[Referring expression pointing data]
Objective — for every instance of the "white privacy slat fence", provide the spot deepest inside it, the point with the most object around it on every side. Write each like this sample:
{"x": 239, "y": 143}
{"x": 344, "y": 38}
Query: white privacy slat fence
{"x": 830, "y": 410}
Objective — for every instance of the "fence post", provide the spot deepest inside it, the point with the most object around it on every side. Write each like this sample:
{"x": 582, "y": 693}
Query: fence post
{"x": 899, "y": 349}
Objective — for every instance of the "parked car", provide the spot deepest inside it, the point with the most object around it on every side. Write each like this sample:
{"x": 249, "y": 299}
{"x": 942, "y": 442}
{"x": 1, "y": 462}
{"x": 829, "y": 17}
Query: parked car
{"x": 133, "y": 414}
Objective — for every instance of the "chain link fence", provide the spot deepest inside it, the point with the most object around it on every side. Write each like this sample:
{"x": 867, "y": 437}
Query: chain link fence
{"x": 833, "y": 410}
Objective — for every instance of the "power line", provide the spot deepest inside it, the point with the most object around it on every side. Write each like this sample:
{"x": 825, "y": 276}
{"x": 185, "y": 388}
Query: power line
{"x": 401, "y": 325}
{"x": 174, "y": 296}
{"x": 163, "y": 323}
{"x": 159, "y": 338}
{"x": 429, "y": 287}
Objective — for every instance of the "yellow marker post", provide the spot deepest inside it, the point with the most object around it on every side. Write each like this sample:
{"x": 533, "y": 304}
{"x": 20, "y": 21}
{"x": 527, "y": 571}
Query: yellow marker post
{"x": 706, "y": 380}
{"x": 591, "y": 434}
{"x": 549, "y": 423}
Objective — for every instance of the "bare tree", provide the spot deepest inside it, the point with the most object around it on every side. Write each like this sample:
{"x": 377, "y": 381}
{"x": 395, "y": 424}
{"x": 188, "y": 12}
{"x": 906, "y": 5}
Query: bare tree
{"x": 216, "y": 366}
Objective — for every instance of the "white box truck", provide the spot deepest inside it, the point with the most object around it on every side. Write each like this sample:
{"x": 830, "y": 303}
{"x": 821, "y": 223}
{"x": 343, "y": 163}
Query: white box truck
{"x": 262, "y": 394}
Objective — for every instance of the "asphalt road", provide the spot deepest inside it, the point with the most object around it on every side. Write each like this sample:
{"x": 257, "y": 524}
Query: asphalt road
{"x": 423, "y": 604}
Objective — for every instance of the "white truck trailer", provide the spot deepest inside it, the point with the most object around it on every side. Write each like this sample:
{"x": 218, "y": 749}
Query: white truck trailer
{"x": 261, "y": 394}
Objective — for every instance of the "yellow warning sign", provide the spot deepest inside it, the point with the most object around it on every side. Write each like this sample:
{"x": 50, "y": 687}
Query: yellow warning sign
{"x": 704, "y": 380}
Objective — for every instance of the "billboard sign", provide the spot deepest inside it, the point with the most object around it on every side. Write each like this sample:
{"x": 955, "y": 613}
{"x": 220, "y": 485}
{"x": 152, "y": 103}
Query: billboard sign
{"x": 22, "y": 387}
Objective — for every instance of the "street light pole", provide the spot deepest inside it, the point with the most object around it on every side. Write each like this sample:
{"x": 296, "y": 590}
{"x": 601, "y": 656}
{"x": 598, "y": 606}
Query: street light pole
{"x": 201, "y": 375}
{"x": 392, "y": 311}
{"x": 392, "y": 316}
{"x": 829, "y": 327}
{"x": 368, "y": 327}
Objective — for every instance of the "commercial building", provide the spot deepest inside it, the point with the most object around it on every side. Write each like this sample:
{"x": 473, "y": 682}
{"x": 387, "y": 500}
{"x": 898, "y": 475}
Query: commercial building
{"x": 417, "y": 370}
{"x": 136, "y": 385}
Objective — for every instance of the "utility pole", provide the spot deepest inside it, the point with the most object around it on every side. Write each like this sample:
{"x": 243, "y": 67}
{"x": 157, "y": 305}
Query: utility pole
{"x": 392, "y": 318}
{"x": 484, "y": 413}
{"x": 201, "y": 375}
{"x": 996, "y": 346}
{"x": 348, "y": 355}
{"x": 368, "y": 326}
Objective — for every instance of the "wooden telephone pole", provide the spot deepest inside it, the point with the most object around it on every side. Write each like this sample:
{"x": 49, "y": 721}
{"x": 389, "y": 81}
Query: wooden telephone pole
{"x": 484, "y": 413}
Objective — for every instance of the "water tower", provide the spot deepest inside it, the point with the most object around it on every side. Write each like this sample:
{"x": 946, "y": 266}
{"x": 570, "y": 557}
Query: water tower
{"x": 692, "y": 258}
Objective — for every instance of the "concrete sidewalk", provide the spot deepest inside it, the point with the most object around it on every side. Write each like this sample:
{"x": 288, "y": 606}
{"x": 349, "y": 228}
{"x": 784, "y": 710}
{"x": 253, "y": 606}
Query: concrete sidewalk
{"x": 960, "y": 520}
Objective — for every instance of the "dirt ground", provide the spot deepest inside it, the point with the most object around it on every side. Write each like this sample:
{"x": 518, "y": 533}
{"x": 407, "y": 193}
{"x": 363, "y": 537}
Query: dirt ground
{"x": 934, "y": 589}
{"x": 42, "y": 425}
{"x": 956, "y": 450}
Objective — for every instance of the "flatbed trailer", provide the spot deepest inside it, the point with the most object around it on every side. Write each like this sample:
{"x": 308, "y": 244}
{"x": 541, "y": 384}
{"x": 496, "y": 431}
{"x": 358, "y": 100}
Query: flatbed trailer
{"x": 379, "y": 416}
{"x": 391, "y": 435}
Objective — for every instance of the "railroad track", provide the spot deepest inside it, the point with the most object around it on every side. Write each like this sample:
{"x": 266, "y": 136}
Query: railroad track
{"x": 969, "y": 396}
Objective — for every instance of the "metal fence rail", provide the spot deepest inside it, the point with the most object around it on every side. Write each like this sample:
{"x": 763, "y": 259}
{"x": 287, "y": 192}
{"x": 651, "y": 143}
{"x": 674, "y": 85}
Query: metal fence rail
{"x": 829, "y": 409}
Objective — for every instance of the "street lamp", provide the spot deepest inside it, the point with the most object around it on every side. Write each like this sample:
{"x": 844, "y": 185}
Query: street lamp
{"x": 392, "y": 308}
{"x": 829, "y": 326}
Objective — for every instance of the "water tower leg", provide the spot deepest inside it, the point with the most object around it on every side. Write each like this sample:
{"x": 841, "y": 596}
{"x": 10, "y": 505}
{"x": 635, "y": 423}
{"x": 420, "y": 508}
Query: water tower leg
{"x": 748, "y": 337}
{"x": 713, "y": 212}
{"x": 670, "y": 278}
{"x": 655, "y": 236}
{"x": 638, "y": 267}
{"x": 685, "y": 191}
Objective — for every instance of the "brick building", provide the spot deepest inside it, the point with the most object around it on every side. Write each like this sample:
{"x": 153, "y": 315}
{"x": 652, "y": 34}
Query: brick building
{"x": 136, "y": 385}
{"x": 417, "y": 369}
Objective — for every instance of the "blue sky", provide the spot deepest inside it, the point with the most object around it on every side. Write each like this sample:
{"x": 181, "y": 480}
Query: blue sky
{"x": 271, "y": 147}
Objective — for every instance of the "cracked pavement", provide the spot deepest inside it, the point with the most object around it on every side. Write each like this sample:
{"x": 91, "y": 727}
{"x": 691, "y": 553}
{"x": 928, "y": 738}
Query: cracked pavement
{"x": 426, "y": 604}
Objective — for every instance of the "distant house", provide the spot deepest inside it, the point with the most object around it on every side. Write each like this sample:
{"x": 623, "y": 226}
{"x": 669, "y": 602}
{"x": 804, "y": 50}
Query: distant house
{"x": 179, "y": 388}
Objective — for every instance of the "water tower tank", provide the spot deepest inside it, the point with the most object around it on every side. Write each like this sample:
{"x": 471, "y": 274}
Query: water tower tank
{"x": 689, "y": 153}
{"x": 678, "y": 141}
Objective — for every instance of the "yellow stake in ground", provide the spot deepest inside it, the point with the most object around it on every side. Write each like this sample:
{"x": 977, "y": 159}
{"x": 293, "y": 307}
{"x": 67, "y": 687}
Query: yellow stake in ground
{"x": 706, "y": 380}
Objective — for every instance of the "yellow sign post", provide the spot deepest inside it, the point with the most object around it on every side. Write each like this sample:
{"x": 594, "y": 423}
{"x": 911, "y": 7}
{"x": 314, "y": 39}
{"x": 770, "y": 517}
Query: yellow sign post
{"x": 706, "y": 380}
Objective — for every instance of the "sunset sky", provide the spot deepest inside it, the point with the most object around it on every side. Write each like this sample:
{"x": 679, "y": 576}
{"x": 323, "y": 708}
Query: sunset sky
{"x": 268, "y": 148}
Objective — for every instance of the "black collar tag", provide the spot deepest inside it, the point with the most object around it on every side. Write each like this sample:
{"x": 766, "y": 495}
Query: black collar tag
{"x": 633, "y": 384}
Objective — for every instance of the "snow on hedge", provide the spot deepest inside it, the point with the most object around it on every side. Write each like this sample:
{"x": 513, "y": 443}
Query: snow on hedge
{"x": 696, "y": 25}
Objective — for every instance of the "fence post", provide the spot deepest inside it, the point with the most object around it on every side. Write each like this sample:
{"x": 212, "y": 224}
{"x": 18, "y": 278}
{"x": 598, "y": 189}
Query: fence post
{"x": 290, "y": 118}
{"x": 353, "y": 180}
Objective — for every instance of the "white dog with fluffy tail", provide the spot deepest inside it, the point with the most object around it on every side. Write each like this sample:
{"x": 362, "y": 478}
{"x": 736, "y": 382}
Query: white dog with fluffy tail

Task prompt> Would you please filter the lines above and copy every one that includes "fluffy"?

Solution below>
Objective — for every instance of the "white dog with fluffy tail", provide the spot deepest inside it, the point with the most object around it on every side. Write each like this sample:
Query: white dog with fluffy tail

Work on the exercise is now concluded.